_JOB 1_
Copy the stretch of the earnings call excerpt from "It’s in our" through "the primary supplier." word for word.
_JOB 2_
In the earnings call excerpt, what year-over-year volume increase for the cover glass industry as a whole does Patrick Newton believe was stated on the call?
_JOB 3_
Continue the earnings call excerpt from where it stops.

_TEXT EXCERPT_
━━━

It’s in our -- in the base ASI business, it’s relatively typical that I mean if you were not the lead supplier in a given line that what can happen as a customer shifts its process, that they’ll first optimize or whose ever lead on that given line and then the person who is not in the lead on that given line has to play catch up and that’s where we are. So it’s nothing dramatic it’s sort of a pretty typical type of issue in ASI you’re just not used to us talking about it because we’re usually the primary supplier.
Our next question today comes from the line of Patrick Newton with Stifel. Please go ahead, sir. Patrick Newton - Stifel Nicolaus: Yes, thank you. Good morning. Thank you for taking my questions. I guess just first on Gorilla Glass I want to make sure I understood this. I think entering the year you discussed volumes growing in excess of 30% year over year and during this call you put a finer point on that expectation, I wanted to make sure I got that right. I believe you said that volumes should increase about 24% year over year for the cover glass industry as a whole and that Gorilla Glass you grow faster than that. So if I understood that correctly, I’m curious if we should see this as a moderation of prior guidance?

━━━

_EXTRACTED ENTRIES_
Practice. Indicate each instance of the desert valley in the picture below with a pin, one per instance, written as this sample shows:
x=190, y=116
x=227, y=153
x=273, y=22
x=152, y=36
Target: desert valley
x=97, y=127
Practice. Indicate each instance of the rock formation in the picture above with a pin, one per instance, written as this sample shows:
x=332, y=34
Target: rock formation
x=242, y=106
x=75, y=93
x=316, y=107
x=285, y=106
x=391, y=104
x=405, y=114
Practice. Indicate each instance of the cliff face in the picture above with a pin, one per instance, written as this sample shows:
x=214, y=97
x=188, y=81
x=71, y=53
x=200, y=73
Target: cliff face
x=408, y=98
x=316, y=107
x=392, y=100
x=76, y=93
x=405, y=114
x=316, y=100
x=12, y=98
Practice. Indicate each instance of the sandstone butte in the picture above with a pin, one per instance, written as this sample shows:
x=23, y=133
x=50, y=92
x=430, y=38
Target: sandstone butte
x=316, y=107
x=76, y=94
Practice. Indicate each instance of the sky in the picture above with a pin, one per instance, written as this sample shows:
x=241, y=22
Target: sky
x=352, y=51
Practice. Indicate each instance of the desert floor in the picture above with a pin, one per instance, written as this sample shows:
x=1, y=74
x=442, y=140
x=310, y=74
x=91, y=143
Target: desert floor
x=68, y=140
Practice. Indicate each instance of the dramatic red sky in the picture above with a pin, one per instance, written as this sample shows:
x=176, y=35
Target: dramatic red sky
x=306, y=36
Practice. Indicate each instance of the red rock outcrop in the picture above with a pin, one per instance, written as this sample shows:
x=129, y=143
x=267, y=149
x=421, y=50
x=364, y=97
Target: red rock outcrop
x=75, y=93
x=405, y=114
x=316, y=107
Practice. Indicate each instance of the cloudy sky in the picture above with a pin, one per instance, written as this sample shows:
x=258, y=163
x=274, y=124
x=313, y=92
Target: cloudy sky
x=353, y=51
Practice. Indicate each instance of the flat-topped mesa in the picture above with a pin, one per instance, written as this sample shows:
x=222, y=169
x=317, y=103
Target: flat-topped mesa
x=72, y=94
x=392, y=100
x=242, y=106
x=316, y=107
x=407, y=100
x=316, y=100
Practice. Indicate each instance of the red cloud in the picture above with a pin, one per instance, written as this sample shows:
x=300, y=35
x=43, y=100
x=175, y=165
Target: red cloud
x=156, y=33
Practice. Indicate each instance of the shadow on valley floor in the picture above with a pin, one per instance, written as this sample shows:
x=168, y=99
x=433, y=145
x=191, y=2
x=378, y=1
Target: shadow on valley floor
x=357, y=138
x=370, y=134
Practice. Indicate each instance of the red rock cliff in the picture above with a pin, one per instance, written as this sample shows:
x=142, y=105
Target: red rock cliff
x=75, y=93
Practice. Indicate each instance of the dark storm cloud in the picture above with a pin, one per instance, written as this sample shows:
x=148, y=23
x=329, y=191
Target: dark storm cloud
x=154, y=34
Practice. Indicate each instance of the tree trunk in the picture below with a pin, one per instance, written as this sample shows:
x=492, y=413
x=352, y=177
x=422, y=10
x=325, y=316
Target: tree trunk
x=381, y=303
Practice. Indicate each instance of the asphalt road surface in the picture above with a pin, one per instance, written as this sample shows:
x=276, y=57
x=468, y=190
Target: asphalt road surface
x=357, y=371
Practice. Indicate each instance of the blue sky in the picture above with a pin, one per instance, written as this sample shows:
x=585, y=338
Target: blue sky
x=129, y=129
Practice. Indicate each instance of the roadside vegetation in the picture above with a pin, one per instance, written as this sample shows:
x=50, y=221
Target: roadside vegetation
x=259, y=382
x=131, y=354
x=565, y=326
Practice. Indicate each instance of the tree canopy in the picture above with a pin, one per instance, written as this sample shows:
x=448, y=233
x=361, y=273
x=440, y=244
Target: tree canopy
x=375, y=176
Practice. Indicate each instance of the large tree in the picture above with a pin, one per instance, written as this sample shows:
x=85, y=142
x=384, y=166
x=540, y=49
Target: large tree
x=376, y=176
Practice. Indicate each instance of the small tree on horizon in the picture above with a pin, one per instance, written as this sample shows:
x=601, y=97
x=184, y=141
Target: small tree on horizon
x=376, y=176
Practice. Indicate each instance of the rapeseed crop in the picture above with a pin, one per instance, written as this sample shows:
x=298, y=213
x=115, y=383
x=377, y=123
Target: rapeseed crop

━━━

_EXPECTED OUTPUT 1_
It’s in our -- in the base ASI business, it’s relatively typical that I mean if you were not the lead supplier in a given line that what can happen as a customer shifts its process, that they’ll first optimize or whose ever lead on that given line and then the person who is not in the lead on that given line has to play catch up and that’s where we are. So it’s nothing dramatic it’s sort of a pretty typical type of issue in ASI you’re just not used to us talking about it because we’re usually the primary supplier.

_EXPECTED OUTPUT 2_
About 24%.

_EXPECTED OUTPUT 3_
No, there is no moderation, the 24% that I was talking about is what’s happening going into the finishers, but from our shipments, we’re expecting to be over 30%. Patrick Newton - Stifel Nicolaus: Okay, great. And then I guess just on the synergy side of CPM relative to your original guidance, can you give us an expectation or I guess some details on what was achieved in the quarter and then perhaps something to kind of quantify some of the synergies to give us a base line for analysis price utilization?
So the synergies from utilization are not really occurring because they are starting in quarter two. We are beginning to make the shift, we announced that we are going to be shutting down some Japanese capacity actually in Gorilla first and getting that. We continue -- we had tanks offline in Korea at SEP, it’s really related to 2011 we lost a share at one of our customers in Korea and we are not bringing that capacity backup until it’s needed. So we’re beginning to see the utilization shifts and starting in Q2 that will be the first half under its Gorilla. Wendell would you like to add anything on?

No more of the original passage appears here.